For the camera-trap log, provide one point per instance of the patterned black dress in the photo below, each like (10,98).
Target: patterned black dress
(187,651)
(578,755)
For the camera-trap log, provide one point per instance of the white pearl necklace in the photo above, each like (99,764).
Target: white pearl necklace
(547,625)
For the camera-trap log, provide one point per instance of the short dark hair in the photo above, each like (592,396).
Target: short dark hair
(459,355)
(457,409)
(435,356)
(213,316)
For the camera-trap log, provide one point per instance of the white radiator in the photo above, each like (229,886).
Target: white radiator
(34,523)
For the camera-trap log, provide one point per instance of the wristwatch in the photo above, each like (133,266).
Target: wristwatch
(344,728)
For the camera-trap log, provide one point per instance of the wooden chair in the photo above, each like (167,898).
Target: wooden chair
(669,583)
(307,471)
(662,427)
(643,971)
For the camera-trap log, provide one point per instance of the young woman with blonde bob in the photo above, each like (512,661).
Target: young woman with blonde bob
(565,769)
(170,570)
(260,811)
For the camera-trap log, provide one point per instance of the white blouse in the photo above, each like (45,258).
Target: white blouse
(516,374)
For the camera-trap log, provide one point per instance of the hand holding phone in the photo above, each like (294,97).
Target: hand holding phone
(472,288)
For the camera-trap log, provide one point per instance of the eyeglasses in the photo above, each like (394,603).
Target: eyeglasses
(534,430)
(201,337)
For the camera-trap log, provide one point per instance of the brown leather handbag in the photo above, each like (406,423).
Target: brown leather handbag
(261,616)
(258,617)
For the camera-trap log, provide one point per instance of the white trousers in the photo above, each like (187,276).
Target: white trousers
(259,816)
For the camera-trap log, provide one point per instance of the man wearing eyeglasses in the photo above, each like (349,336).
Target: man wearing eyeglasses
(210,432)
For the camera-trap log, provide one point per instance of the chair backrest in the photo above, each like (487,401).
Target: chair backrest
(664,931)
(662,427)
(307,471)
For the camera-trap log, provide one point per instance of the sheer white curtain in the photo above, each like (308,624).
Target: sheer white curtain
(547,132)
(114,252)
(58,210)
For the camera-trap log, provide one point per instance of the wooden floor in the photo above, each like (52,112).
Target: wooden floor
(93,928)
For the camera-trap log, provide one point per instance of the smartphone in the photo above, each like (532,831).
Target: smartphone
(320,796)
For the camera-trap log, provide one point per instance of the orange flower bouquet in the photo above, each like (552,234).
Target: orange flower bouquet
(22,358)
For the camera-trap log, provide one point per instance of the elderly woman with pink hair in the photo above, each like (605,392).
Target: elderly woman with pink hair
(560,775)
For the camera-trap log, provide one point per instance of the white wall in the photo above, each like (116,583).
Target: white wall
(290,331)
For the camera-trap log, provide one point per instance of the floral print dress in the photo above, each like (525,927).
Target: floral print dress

_AIM:_ Rewrite the rows above as a JSON list of strings, one string per line, omitting any blank lines.

_THE ANSWER:_
[
  "For the camera-trap log, provide one point per instance of the patterned black dress in the photo below, each like (10,98).",
  "Target: patterned black dress",
  "(187,651)",
  "(578,755)",
  "For the camera-trap log, provide one point per instance of the white pearl necklace in the photo above, each like (99,764).",
  "Target: white pearl necklace",
  "(547,625)",
  "For the camera-trap log, provide one point per instance of the short dark hair in the photo above, each like (592,396).",
  "Target: short dark hair",
  "(459,355)",
  "(457,409)",
  "(435,356)",
  "(213,316)",
  "For the camera-trap log, provide one point per instance of the white radiator in the photo above, each like (229,886).",
  "Target: white radiator",
  "(34,523)",
  "For the camera-trap log, provide one point per instance of the wristwatch in the photo above, each like (133,266).",
  "Target: wristwatch",
  "(344,728)",
  "For the camera-trap log, provide one point per instance of the wooden chair in the photo above, each like (167,898).",
  "Target: wooden chair",
  "(669,583)",
  "(307,471)",
  "(662,427)",
  "(643,971)",
  "For the camera-trap log, provide one point per instance of the young woman with blonde bob in the photo above, each like (512,661).",
  "Target: young woman with blonde bob",
  "(565,769)",
  "(170,570)",
  "(260,811)",
  "For the camera-trap log, provide one point per instance of the white blouse in the photo above, each like (45,258).",
  "Target: white blouse",
  "(516,374)",
  "For the camera-trap log, provide one point per instance of the hand holding phone in the photo above, each like (294,97).",
  "Target: hand holding phone",
  "(472,288)",
  "For the camera-trap log, provide one point per instance of the eyeglasses in the photo above, each like (394,603).",
  "Target: eyeglasses",
  "(534,430)",
  "(201,337)",
  "For the camera-trap log, provide one point per instance of the brown leather handbag in the photo above, each like (406,423).",
  "Target: brown leather handbag",
  "(261,616)",
  "(258,617)",
  "For the camera-trap log, provide one point per instance of the white trousers in the photo above, each like (187,276).",
  "Target: white trousers",
  "(259,816)",
  "For the camera-trap log, provide one point per instance of the man wearing eyeglasses in the photo above, each like (349,336).",
  "Target: man wearing eyeglasses",
  "(210,432)",
  "For the camera-trap log, provide one point per instance of the chair backrest in the photo above, each like (487,401).",
  "Target: chair backrest",
  "(664,931)",
  "(662,427)",
  "(307,471)",
  "For the camera-trap log, provide one point per instance of the sheer white curtain in the photo above, each like (308,624).",
  "Target: sheer white curtain",
  "(547,132)",
  "(114,252)",
  "(58,210)",
  "For the camera-trap log, provide one point per instance of the wooden floor in the photo above, each like (52,112).",
  "Target: wooden floor",
  "(93,928)",
  "For the camera-trap log, provide one point per instance of the smartphone in the photo above, each like (532,831).",
  "Target: smartphone",
  "(320,796)",
  "For the camera-trap log, provide one point per instance of the orange flower bouquet in the photo above, each like (552,234).",
  "Target: orange flower bouquet",
  "(22,358)",
  "For the camera-trap log, provide one point per instance of the elderly woman with pink hair in the photo above, each like (605,392).",
  "Target: elderly woman with pink hair",
  "(560,775)",
  "For the camera-trap log, provide one point per instance of the white wall in the photo above, each like (116,583).",
  "Target: white wall",
  "(290,331)",
  "For the camera-trap log, provide one point per instance of the floral print dress in the photo above, each like (525,927).",
  "Target: floral print dress"
]